REQUIRED WORK:
Only the lines from the one with "of the crossed" onward are wanted, through the last line of the entries, set down exactly.

THE DATA:
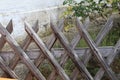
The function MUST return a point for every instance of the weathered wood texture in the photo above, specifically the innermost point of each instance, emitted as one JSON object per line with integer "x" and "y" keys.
{"x": 79, "y": 56}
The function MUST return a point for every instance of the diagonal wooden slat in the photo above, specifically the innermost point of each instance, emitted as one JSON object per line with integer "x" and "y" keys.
{"x": 95, "y": 51}
{"x": 10, "y": 29}
{"x": 49, "y": 43}
{"x": 4, "y": 65}
{"x": 15, "y": 46}
{"x": 79, "y": 64}
{"x": 110, "y": 59}
{"x": 101, "y": 35}
{"x": 103, "y": 32}
{"x": 57, "y": 52}
{"x": 46, "y": 52}
{"x": 65, "y": 56}
{"x": 26, "y": 43}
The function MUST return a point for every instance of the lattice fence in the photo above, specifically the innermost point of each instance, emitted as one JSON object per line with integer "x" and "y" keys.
{"x": 79, "y": 56}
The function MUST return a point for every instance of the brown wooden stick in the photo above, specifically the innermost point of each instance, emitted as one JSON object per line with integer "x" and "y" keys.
{"x": 46, "y": 52}
{"x": 95, "y": 51}
{"x": 4, "y": 65}
{"x": 72, "y": 54}
{"x": 15, "y": 46}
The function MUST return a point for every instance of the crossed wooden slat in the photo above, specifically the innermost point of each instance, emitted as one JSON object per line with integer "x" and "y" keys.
{"x": 95, "y": 51}
{"x": 19, "y": 52}
{"x": 46, "y": 52}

WORKED SOLUTION:
The function MUST return a point for every instance of the crossed wooden slat in the photo above, specifically the innermost point of each instance, emitted as one JSON object per line with integer "x" and "y" keys.
{"x": 95, "y": 51}
{"x": 19, "y": 52}
{"x": 46, "y": 52}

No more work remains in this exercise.